>> Begin Source excerpt
Beats Output Metrics

Hi,

I've been trying to tune my filebeat cluster for optimum performance and I have a question with some of the metrics. The docs show this:

But I'm a little confused about .output.events.total, for me it is always increasing, which implies that my output cannot ingest the logs quick enough. It is tracking exactly the same as .output.events.acked however, which contradicts the description of this metric. Could someone please clarify? My hunch (hope) is that the description of .output.events.total is actually incorrect and it is indeed the total number of output events recorded.

Thanks,
Dave

Hi @dwjvaughan

First important... What version are you on?

What do you mean by filebeat cluster...

These fields are the number of events reported over the 30s period.

"output": {
	"events": {
		"acked": 110,
		"active": 0,
		"batches": 3,
		"total": 110
	},

That is not correct... .output.events.total is not the running sum total of events since the process started... it is the total number of events over the 30s

If both total and acked are increasing together, that would imply that your throughput is increasing... how long does that go on?. If you have many files open filebeat can take a little time to get up to full speed.

Hey @stephenb,

Thanks for the response, yeah by "cluster" I mean it's a horizontally scaled cluster. Multiple (20 at the moment) filebeat containers running behind a load balancer. All listening on UDP. Version of filebeat is the latest (8.15.3). I use this as a log aggregator to capture logs from our services then send it on to logstash. This used to be a logstash cluster, but filebeat is a little lighter, and I can utilise the compression_level when sending on.

For a bit more context - I checked this last week - over a 1.5 hour period from a fresh start, the .output.events.total (the sum from all containers) was 28.5m. I checked to see what was ultimately ingested into Elasticsearch for that same period and it matched. I can't imagine it's possible that the service was processing 28.5m logs in 30s period, it must've been the total since startup. Possibly the this due to the way I'm capturing the metrics? Here is a section of the config:

http:
  enabled: true
  host: 0.0.0.0
  port: 9600

logging:
  level: warning
  to_stderr: true
  metrics:
    enabled: false

queue.mem:
  events: 32768

filebeat:
  inputs:
    - type: httpjson
      interval: 1m
      request.url: http://localhost:9600/stats
      fields_under_root: true
      processors:
        - decode_json_fields:
            fields: ["message"]
            target: "stats"
            process_array: true
        - add_fields:
            target: ''
            fields:
              logstash.tags:
                - some-tags
    - type: httpjson
      interval: 1m
      request.url: http://localhost:9600/inputs?type=udp
      fields_under_root: true
      processors:
        - decode_json_fields:
            fields: ["message"]
            target: "input"
>> End Source excerpt
§ **What to do**
A) Answer these questions using the Filebeat metrics thread:
(i) Which version of Filebeat is in use?
(ii) How many Filebeat containers run behind the load balancer?
(iii) According to the reply, over what period are the output event fields reported?
B) Summarize the Filebeat metrics thread in two sentences.
C) Copy word for word the portion of the Filebeat metrics thread that opens with the words containing "But I'm a little" and closes with "by filebeat cluster...".
>> Begin Data provided
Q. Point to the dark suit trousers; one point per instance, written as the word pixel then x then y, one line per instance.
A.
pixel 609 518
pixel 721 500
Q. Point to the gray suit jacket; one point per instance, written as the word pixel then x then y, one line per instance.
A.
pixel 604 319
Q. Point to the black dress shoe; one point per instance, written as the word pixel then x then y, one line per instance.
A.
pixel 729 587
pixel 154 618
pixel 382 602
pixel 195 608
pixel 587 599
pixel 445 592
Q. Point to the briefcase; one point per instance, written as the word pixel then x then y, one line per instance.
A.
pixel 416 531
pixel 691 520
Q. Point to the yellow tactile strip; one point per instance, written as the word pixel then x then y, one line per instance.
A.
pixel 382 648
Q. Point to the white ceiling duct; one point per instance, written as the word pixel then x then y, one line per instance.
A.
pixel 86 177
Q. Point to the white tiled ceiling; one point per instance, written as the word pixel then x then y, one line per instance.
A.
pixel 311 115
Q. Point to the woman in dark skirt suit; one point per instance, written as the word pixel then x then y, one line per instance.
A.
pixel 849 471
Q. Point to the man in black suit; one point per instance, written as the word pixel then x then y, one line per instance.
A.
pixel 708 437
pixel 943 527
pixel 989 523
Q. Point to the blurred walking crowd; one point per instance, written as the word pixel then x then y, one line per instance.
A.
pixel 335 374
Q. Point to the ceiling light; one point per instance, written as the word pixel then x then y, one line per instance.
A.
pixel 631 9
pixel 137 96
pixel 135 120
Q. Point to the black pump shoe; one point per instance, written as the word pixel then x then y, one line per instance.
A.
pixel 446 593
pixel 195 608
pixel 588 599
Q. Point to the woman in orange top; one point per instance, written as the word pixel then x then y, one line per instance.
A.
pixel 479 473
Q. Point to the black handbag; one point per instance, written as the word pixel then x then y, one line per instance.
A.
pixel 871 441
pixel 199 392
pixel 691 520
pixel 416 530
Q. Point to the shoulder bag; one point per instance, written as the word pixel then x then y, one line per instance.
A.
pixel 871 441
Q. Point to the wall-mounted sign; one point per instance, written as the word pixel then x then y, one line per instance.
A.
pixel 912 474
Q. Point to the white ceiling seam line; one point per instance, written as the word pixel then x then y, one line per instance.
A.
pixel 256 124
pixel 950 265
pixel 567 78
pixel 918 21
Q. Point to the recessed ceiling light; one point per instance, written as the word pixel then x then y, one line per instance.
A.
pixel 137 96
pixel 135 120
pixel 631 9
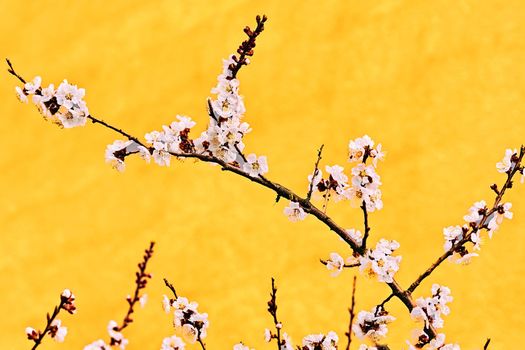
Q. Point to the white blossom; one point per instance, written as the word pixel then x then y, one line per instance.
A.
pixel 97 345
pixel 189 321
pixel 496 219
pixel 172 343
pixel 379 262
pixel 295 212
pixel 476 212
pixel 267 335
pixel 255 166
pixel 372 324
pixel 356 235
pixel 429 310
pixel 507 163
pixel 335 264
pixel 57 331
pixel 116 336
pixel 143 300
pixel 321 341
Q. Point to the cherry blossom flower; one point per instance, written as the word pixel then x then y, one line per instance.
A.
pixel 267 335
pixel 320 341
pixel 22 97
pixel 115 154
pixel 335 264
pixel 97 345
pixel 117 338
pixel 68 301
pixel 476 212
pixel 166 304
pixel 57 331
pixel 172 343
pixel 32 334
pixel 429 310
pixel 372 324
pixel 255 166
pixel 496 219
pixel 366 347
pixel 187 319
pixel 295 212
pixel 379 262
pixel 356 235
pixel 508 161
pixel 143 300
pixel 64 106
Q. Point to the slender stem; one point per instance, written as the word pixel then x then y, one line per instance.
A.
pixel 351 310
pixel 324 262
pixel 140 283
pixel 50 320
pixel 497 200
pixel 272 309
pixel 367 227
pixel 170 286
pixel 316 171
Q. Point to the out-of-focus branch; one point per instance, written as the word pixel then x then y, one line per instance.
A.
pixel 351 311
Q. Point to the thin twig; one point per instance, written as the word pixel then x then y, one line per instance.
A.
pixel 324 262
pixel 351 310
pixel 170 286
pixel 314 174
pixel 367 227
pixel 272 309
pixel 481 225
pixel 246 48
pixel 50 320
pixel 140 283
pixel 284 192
>> End Data provided
§ **Answer set**
A)
(i) 8.15.3
(ii) 20
(iii) 30 seconds

B) A poster tuning a horizontally scaled Filebeat cluster asks why .output.events.total keeps increasing and tracks .output.events.acked exactly, suspecting the documentation's description of that metric is incorrect. A reply states that these fields count events over a 30-second period rather than since startup, but the poster reports that over 1.5 hours from a fresh start the summed total was 28.5 million, matching what Elasticsearch ingested, and shares part of the configuration used to capture the metrics.

C)
But I'm a little confused about .output.events.total, for me it is always increasing, which implies that my output cannot ingest the logs quick enough. It is tracking exactly the same as .output.events.acked however, which contradicts the description of this metric. Could someone please clarify? My hunch (hope) is that the description of .output.events.total is actually incorrect and it is indeed the total number of output events recorded.

Thanks,
Dave

Hi @dwjvaughan

First important... What version are you on?

What do you mean by filebeat cluster...